SET EXERCISE
Please extract every line of the listing below without changing a character, and leave the pictures out of your answer.

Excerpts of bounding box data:
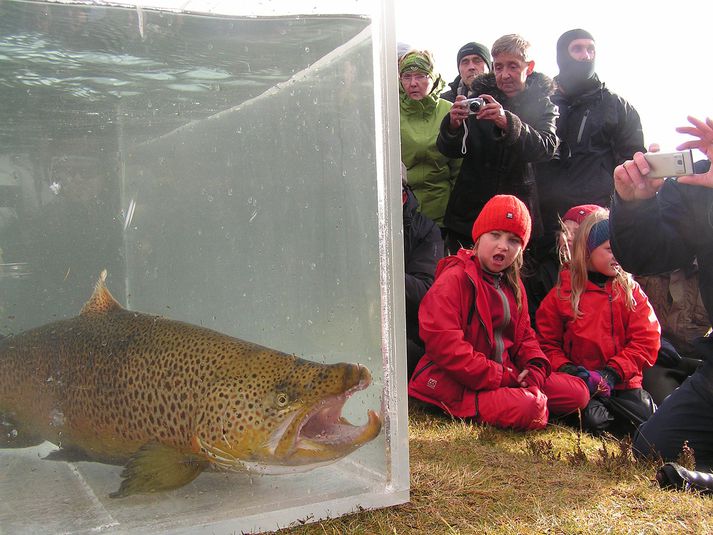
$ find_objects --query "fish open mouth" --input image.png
[296,366,381,455]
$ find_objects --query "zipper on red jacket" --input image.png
[466,273,493,360]
[493,276,511,364]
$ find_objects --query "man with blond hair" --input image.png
[437,34,557,253]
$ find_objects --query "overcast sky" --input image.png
[394,0,713,153]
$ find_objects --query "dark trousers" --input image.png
[633,362,713,471]
[582,388,656,436]
[644,357,701,405]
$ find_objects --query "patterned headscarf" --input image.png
[399,50,446,97]
[399,50,433,78]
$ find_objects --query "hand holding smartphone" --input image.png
[644,149,694,178]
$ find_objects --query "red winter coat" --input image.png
[409,249,551,417]
[535,270,661,389]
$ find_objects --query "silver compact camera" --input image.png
[644,149,694,178]
[461,97,487,115]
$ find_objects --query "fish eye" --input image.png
[276,392,290,408]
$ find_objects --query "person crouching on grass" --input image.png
[409,195,589,430]
[536,208,661,434]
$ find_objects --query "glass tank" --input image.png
[0,0,409,534]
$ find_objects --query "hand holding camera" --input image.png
[614,116,713,201]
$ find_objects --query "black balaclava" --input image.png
[557,28,596,95]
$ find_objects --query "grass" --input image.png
[280,407,713,535]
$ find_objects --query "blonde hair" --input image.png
[569,208,636,318]
[473,238,525,312]
[490,33,530,63]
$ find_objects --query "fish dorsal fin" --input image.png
[80,269,122,314]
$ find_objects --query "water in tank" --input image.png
[0,1,408,533]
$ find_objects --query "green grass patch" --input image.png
[280,406,713,535]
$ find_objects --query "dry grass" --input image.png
[280,408,713,535]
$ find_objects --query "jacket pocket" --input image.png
[409,361,465,410]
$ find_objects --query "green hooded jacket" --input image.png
[399,84,462,227]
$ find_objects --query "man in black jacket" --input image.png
[534,29,645,252]
[441,42,492,102]
[437,35,557,253]
[610,117,713,480]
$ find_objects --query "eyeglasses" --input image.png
[401,72,428,83]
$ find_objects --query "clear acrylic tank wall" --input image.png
[0,0,408,534]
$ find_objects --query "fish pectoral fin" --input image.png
[109,443,209,498]
[0,413,45,448]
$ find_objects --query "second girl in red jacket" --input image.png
[409,195,589,429]
[536,208,661,433]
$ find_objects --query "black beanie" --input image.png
[557,28,594,70]
[557,28,594,93]
[457,43,492,70]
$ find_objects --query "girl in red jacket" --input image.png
[536,208,661,433]
[409,195,589,429]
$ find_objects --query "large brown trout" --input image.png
[0,272,381,496]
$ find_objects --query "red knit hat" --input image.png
[472,195,532,248]
[562,204,602,225]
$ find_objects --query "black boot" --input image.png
[656,463,713,494]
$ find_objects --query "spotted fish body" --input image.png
[0,273,381,496]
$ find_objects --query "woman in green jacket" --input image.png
[399,50,461,229]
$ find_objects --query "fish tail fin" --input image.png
[80,269,122,314]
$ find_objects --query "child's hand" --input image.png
[500,366,522,388]
[520,363,547,390]
[587,371,611,398]
[575,366,611,398]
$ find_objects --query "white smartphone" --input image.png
[644,149,693,178]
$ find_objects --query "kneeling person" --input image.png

WRITTEN SOLUTION
$ find_objects --query "fish open mouth" --input image.png
[296,366,381,455]
$ find_objects --query "zipper on red jacket" --input image.png
[466,273,493,360]
[493,276,511,364]
$ find_objects --query "man with blond hair" --input image.png
[437,34,557,253]
$ find_objects --query "overcast sky" --input image.png
[394,0,713,153]
$ find_objects --query "dark trousers" --input image.png
[633,362,713,471]
[582,388,656,436]
[644,357,701,405]
$ find_objects --query "patterned headscarf" --input image.png
[399,50,446,97]
[399,50,433,78]
$ find_objects --query "hand holding smartphone" --input image.png
[644,149,694,178]
$ find_objects --query "red winter coat" --input image.png
[409,249,551,417]
[535,270,661,389]
$ find_objects --query "silver compact camera" --input image.png
[644,149,694,178]
[461,97,487,115]
$ find_objects --query "fish eye" --input image.png
[276,392,290,408]
$ find_objects --query "person crouching on grass" --input image.png
[409,195,589,430]
[536,208,661,434]
$ find_objects --query "glass tank" --input image.png
[0,0,409,534]
$ find_objects --query "hand holding camera" --input image.png
[614,116,713,201]
$ find_objects --query "black balaclava" --input image.png
[557,28,596,95]
$ find_objects --query "grass" --input image.png
[280,407,713,535]
$ find_objects --query "blonde hair" --input image.png
[569,208,636,318]
[473,238,525,312]
[490,33,530,63]
$ find_objects --query "fish dorsal fin" --input image.png
[80,269,122,314]
$ find_objects --query "water in tank" --input image.png
[0,1,408,533]
$ find_objects --query "green grass patch" --input image.png
[280,406,713,535]
$ find_objects --query "dry grass" --input image.png
[280,408,713,535]
$ find_objects --query "jacket pocket" --input image.png
[409,361,465,410]
$ find_objects --query "green hooded jacket" --input image.png
[399,84,462,227]
$ find_objects --query "man in black jacket" --input image.png
[534,29,645,252]
[441,42,492,102]
[437,35,557,253]
[610,117,713,480]
$ find_objects --query "eyeglasses" --input image.png
[401,72,428,83]
$ find_objects --query "clear acrylic tank wall" --input image.png
[0,0,408,534]
$ find_objects --query "fish pectoral fin" --input image.png
[109,443,209,498]
[0,413,45,448]
$ find_objects --query "second girl in red jacket" --input image.png
[409,195,589,429]
[536,208,661,433]
$ find_objects --query "black beanie" --input image.png
[557,28,594,70]
[557,28,594,93]
[457,43,492,70]
$ find_objects --query "girl in red jacket" --input image.png
[536,208,661,433]
[409,195,589,429]
$ find_objects --query "large brown trout" --input image.png
[0,272,381,496]
$ find_objects --query "red knit hat" --input image.png
[472,195,532,248]
[562,204,602,225]
$ find_objects --query "black boot" --input image.png
[656,463,713,494]
$ find_objects --query "spotted fish body" --input image.png
[0,273,381,496]
$ find_objects --query "woman in green jacket" --input image.png
[399,50,461,229]
$ find_objects --query "fish tail fin" --input image.png
[80,269,122,314]
$ find_objects --query "child's hand" --input image.png
[500,366,522,388]
[520,363,547,390]
[587,371,611,398]
[575,366,611,398]
$ find_objects --query "white smartphone" --input image.png
[644,149,693,178]
$ find_objects --query "kneeling person" --input image.png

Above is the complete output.